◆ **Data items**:
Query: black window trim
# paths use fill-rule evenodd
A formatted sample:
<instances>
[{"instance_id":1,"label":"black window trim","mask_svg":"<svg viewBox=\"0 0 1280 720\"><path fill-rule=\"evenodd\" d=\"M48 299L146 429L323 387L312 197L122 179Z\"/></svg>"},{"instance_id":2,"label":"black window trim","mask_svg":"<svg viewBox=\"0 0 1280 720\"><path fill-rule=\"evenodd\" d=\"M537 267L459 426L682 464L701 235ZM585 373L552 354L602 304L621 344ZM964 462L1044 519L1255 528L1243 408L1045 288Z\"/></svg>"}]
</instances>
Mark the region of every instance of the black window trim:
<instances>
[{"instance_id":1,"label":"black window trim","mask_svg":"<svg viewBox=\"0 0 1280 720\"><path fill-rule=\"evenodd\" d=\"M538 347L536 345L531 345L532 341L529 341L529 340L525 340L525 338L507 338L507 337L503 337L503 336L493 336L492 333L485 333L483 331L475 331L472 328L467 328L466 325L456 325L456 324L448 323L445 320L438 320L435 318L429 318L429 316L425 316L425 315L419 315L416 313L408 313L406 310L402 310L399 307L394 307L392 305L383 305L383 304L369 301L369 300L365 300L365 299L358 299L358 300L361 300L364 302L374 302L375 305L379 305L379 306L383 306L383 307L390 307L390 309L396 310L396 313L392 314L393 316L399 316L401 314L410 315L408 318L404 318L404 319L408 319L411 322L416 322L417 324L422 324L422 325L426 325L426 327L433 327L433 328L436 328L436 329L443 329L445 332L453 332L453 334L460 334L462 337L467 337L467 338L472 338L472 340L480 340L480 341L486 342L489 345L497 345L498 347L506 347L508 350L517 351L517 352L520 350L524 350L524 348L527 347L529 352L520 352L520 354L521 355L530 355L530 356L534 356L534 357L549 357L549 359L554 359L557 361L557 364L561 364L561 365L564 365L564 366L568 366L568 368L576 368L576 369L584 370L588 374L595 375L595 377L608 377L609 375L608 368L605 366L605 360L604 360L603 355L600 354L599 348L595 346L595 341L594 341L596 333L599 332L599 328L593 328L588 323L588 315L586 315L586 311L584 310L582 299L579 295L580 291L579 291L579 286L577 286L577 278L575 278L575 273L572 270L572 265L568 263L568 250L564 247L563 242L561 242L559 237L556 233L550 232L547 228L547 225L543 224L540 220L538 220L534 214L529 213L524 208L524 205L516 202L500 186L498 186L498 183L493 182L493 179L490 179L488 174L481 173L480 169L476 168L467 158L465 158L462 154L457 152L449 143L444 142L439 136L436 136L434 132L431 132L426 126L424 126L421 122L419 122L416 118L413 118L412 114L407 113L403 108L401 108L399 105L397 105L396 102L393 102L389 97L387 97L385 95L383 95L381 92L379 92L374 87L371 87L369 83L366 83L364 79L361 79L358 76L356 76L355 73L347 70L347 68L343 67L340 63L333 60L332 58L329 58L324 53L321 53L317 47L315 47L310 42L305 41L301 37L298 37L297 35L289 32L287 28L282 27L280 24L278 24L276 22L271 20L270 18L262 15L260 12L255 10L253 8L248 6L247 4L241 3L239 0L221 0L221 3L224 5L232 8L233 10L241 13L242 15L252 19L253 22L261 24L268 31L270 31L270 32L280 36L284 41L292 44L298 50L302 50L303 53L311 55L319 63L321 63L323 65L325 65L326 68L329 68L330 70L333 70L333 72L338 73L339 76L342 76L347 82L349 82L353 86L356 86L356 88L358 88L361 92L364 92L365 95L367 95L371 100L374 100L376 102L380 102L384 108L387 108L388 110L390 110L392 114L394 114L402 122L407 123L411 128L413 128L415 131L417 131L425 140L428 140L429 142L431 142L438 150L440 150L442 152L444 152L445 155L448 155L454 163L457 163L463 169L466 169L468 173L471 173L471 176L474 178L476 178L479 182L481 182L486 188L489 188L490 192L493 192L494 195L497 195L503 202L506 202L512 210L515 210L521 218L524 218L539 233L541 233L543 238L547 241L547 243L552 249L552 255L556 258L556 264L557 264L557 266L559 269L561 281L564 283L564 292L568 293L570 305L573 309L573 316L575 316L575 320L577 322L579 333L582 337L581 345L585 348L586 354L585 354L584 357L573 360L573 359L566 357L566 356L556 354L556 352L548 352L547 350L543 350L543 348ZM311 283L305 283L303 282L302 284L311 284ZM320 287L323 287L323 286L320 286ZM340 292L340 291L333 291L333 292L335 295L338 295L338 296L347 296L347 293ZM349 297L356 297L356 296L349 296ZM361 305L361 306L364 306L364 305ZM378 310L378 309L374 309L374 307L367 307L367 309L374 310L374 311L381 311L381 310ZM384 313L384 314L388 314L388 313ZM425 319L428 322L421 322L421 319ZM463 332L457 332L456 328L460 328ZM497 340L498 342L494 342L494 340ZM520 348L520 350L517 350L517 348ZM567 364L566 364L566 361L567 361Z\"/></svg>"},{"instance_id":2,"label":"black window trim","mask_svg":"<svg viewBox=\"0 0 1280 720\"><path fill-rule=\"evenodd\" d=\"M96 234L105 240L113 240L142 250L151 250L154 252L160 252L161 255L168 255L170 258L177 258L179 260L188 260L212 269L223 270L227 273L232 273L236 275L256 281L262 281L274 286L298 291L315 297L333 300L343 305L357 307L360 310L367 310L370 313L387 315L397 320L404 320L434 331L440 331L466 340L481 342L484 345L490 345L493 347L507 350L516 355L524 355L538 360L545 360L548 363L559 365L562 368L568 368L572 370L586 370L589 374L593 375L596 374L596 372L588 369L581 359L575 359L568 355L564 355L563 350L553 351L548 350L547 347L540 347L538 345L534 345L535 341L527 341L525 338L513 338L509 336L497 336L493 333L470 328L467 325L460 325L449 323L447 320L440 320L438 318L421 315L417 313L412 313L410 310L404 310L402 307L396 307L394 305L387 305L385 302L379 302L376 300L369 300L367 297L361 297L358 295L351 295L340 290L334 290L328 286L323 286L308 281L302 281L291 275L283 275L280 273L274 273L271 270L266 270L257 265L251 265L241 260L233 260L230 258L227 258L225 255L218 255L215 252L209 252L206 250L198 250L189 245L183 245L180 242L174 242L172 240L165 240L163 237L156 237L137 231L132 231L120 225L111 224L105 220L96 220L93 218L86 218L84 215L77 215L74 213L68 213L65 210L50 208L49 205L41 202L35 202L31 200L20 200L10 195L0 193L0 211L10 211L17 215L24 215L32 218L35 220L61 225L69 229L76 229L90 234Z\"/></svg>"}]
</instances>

◆ **TASK TO CARRY OUT**: Copy the items above word for word, every one of them.

◆ **WRITTEN REPLY**:
Query: black window trim
# paths use fill-rule evenodd
A formatted sample:
<instances>
[{"instance_id":1,"label":"black window trim","mask_svg":"<svg viewBox=\"0 0 1280 720\"><path fill-rule=\"evenodd\" d=\"M48 299L146 429L323 387L312 197L122 179Z\"/></svg>"},{"instance_id":2,"label":"black window trim","mask_svg":"<svg viewBox=\"0 0 1280 720\"><path fill-rule=\"evenodd\" d=\"M537 267L459 426L682 464L701 235ZM585 373L552 354L602 304L621 344ZM964 462L1044 519L1255 528L1243 408L1045 288Z\"/></svg>"}]
</instances>
Mark the region of every instance of the black window trim:
<instances>
[{"instance_id":1,"label":"black window trim","mask_svg":"<svg viewBox=\"0 0 1280 720\"><path fill-rule=\"evenodd\" d=\"M538 347L536 345L531 345L532 341L529 341L529 340L525 340L525 338L507 338L507 337L503 337L503 336L493 336L492 333L485 333L483 331L475 331L472 328L467 328L466 325L456 325L456 324L448 323L445 320L438 320L435 318L429 318L429 316L425 316L425 315L419 315L416 313L408 313L406 310L402 310L399 307L394 307L392 305L383 305L383 304L369 301L369 300L365 300L365 299L358 299L358 300L361 300L364 302L374 302L375 305L379 305L379 306L383 306L383 307L390 307L390 309L396 310L396 313L392 314L393 316L399 316L401 314L410 315L408 318L404 318L404 319L408 319L411 322L416 322L417 324L422 324L422 325L426 325L426 327L433 327L433 328L436 328L436 329L443 329L445 332L453 332L453 334L460 334L462 337L467 337L467 338L472 338L472 340L480 340L480 341L486 342L489 345L497 345L498 347L506 347L508 350L517 351L517 352L520 350L524 350L524 348L527 347L529 352L520 352L520 354L521 355L530 355L530 356L534 356L534 357L549 357L549 359L554 359L557 361L557 364L561 364L561 365L564 365L564 366L568 366L568 368L576 368L576 369L584 370L588 374L595 375L595 377L608 377L609 375L608 368L605 366L605 360L604 360L603 355L600 354L599 348L595 346L595 341L594 341L596 333L599 332L599 328L593 328L588 323L588 315L586 315L586 311L584 310L582 299L579 295L580 291L579 291L579 286L577 286L577 278L575 278L575 273L572 270L572 265L568 263L568 250L564 247L563 242L561 242L559 237L556 233L550 232L547 228L547 225L543 224L540 220L538 220L534 214L529 213L524 208L524 205L516 202L500 186L498 186L498 183L493 182L493 179L490 179L488 174L481 173L480 169L476 168L467 158L465 158L462 154L457 152L449 143L444 142L439 136L436 136L434 132L431 132L426 126L424 126L421 122L419 122L416 118L413 118L412 114L407 113L403 108L401 108L399 105L397 105L396 102L393 102L389 97L387 97L385 95L383 95L381 92L379 92L374 87L371 87L369 83L366 83L364 79L361 79L358 76L356 76L355 73L347 70L347 68L343 67L340 63L333 60L332 58L329 58L324 53L321 53L317 47L315 47L310 42L305 41L301 37L298 37L297 35L289 32L287 28L282 27L280 24L278 24L276 22L271 20L270 18L262 15L260 12L255 10L253 8L248 6L247 4L241 3L239 0L221 0L221 3L224 5L232 8L233 10L241 13L242 15L252 19L253 22L261 24L268 31L270 31L270 32L280 36L284 41L292 44L298 50L302 50L303 53L311 55L319 63L321 63L323 65L325 65L326 68L329 68L330 70L333 70L333 72L338 73L339 76L342 76L347 82L349 82L353 86L356 86L356 88L358 88L361 92L364 92L365 95L367 95L371 100L374 100L376 102L380 102L384 108L387 108L388 110L390 110L392 114L394 114L402 122L407 123L411 128L413 128L415 131L417 131L425 140L428 140L429 142L431 142L438 150L440 150L442 152L444 152L445 155L448 155L454 163L457 163L463 169L466 169L468 173L471 173L471 176L474 178L476 178L479 182L481 182L486 188L489 188L490 192L493 192L494 195L497 195L503 202L506 202L512 210L515 210L521 218L524 218L539 233L541 233L543 238L547 241L547 243L552 249L552 255L556 258L556 264L557 264L557 266L559 269L561 281L564 283L564 292L568 293L570 305L573 309L573 316L575 316L575 320L577 322L579 333L582 337L581 345L585 348L586 354L585 354L584 357L573 360L573 359L566 357L566 356L556 354L556 352L548 352L547 350L543 350L543 348ZM311 283L305 283L303 282L302 284L311 284ZM320 287L323 287L323 286L320 286ZM340 292L340 291L333 291L333 292L335 295L338 295L338 296L347 296L347 293ZM349 297L356 297L356 296L349 296ZM361 305L361 306L364 306L364 305ZM378 310L378 309L374 309L374 307L367 307L367 309L374 310L374 311L381 311L381 310ZM384 313L384 314L388 314L388 313ZM425 319L428 322L421 322L421 319ZM463 332L457 332L456 328L460 328ZM497 340L498 342L494 342L494 340ZM520 348L520 350L517 350L517 348ZM567 364L566 364L566 361L567 361Z\"/></svg>"},{"instance_id":2,"label":"black window trim","mask_svg":"<svg viewBox=\"0 0 1280 720\"><path fill-rule=\"evenodd\" d=\"M96 234L105 240L113 240L142 250L151 250L154 252L160 252L161 255L168 255L170 258L177 258L179 260L188 260L212 269L223 270L227 273L232 273L236 275L256 281L262 281L274 286L298 291L315 297L333 300L343 305L357 307L360 310L367 310L370 313L387 315L397 320L404 320L434 331L440 331L466 340L481 342L484 345L490 345L493 347L507 350L516 355L524 355L538 360L545 360L548 363L559 365L562 368L568 368L572 370L586 370L589 374L593 375L596 374L596 372L588 369L581 359L575 359L568 355L564 355L563 350L553 351L548 350L547 347L540 347L538 345L534 345L535 341L527 341L525 338L513 338L509 336L497 336L493 333L470 328L467 325L460 325L449 323L447 320L440 320L438 318L421 315L417 313L412 313L410 310L404 310L402 307L396 307L394 305L387 305L385 302L379 302L376 300L369 300L367 297L361 297L358 295L351 295L340 290L334 290L328 286L323 286L308 281L302 281L291 275L283 275L280 273L274 273L271 270L266 270L257 265L251 265L241 260L233 260L230 258L227 258L225 255L218 255L215 252L209 252L206 250L198 250L189 245L183 245L180 242L174 242L172 240L165 240L163 237L156 237L137 231L132 231L120 225L111 224L105 220L96 220L93 218L86 218L84 215L77 215L74 213L68 213L65 210L50 208L49 205L41 202L35 202L31 200L20 200L10 195L0 193L0 211L10 211L17 215L24 215L32 218L35 220L61 225L69 229L76 229L90 234Z\"/></svg>"}]
</instances>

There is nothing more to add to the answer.